== Task goal ==
Report how many lines of the data below contain the word "cable". Give only the number.

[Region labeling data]

● ● ●

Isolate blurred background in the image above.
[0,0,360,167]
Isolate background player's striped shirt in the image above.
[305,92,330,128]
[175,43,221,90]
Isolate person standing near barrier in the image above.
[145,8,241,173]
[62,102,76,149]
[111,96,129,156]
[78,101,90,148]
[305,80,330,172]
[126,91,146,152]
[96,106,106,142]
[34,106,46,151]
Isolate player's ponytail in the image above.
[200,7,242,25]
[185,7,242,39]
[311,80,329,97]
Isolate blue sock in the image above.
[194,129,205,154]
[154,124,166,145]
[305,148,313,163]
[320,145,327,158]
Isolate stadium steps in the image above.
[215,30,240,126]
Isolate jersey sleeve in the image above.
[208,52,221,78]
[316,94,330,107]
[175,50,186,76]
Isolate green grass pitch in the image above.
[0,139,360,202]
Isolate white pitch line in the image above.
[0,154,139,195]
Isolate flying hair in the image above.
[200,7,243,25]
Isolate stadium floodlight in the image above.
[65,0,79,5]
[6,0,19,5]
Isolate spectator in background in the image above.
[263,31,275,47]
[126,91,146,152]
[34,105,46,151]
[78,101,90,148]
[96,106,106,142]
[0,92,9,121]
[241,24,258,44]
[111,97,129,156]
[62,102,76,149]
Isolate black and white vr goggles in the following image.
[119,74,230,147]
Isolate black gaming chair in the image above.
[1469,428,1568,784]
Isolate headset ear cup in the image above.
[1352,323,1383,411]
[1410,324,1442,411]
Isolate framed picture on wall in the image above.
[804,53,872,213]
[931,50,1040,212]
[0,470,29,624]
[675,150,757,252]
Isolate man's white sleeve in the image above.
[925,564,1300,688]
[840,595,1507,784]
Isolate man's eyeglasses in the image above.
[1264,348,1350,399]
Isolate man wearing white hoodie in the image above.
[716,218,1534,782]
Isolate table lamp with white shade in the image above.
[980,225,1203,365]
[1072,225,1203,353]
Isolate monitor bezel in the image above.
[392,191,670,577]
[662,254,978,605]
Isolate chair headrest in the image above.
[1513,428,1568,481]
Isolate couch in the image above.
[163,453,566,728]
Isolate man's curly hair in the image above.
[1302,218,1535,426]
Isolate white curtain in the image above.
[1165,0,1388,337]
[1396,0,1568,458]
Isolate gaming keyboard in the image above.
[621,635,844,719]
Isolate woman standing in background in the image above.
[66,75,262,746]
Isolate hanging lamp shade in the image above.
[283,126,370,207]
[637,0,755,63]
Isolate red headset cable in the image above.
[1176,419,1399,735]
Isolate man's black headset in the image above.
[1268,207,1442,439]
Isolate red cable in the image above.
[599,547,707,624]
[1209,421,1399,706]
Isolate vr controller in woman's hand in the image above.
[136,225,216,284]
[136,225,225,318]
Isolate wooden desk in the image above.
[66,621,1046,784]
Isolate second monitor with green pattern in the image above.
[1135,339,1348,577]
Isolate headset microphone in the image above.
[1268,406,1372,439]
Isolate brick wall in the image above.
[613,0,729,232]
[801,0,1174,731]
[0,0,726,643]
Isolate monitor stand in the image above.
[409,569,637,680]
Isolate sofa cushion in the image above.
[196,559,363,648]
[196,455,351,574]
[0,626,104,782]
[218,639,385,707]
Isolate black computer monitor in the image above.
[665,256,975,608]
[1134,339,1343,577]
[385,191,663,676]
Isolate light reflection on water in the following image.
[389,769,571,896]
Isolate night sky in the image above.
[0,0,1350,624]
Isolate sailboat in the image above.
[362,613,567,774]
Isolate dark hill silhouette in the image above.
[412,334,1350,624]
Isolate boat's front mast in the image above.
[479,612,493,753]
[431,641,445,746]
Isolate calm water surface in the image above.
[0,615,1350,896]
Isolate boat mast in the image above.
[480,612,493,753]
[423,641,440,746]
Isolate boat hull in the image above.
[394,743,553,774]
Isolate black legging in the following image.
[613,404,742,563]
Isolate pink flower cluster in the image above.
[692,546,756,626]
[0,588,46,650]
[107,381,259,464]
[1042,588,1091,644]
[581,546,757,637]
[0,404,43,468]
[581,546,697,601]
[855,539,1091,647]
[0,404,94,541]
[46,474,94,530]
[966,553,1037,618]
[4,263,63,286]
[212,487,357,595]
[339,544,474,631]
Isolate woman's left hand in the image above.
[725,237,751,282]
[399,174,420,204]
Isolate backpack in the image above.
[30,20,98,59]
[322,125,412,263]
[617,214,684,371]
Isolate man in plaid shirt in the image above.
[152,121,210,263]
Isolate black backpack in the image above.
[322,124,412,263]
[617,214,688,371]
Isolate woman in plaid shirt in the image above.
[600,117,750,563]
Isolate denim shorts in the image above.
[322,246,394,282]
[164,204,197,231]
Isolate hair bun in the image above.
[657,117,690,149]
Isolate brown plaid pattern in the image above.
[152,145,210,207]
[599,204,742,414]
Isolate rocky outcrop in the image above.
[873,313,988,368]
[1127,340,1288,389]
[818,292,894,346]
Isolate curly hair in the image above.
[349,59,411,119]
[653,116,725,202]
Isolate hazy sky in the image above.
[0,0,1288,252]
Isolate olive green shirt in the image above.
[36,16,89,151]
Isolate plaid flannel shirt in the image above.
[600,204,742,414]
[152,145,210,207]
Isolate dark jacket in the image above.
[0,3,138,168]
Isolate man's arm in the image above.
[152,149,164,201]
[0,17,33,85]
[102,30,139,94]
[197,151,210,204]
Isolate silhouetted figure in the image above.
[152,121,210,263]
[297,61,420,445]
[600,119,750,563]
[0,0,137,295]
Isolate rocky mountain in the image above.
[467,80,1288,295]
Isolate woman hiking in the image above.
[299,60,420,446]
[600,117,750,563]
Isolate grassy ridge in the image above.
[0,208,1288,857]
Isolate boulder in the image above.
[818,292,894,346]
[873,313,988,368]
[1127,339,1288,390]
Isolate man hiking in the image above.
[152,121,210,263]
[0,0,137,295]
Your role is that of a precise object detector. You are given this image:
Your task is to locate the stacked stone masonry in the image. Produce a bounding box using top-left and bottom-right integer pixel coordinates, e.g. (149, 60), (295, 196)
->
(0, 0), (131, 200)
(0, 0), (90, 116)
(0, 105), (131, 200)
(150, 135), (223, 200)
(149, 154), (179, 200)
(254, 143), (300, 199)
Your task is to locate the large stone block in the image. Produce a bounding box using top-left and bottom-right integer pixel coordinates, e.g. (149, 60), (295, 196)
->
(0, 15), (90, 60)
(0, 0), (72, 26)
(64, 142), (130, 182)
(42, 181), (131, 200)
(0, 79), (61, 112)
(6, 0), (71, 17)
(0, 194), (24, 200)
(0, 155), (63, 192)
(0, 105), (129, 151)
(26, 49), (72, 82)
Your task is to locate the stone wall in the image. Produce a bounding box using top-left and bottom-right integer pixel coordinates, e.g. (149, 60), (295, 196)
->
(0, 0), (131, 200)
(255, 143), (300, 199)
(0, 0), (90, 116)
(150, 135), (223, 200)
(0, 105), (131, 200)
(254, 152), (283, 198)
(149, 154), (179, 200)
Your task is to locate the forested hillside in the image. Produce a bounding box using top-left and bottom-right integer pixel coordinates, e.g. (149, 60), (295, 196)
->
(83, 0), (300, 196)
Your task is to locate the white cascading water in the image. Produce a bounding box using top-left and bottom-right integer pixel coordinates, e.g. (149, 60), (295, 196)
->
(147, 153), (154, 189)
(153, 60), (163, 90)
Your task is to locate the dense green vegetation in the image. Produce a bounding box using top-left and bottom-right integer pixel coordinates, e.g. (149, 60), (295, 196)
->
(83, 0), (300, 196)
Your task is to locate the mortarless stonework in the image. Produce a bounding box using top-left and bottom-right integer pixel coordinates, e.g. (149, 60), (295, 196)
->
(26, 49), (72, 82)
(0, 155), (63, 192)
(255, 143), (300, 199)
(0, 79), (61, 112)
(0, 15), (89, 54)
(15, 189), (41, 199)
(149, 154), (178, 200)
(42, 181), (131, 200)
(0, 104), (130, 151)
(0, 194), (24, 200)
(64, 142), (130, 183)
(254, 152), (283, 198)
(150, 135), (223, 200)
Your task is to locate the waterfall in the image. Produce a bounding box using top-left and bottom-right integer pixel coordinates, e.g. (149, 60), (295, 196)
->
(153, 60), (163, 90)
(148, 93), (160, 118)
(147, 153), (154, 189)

● ● ●

== Task response ==
2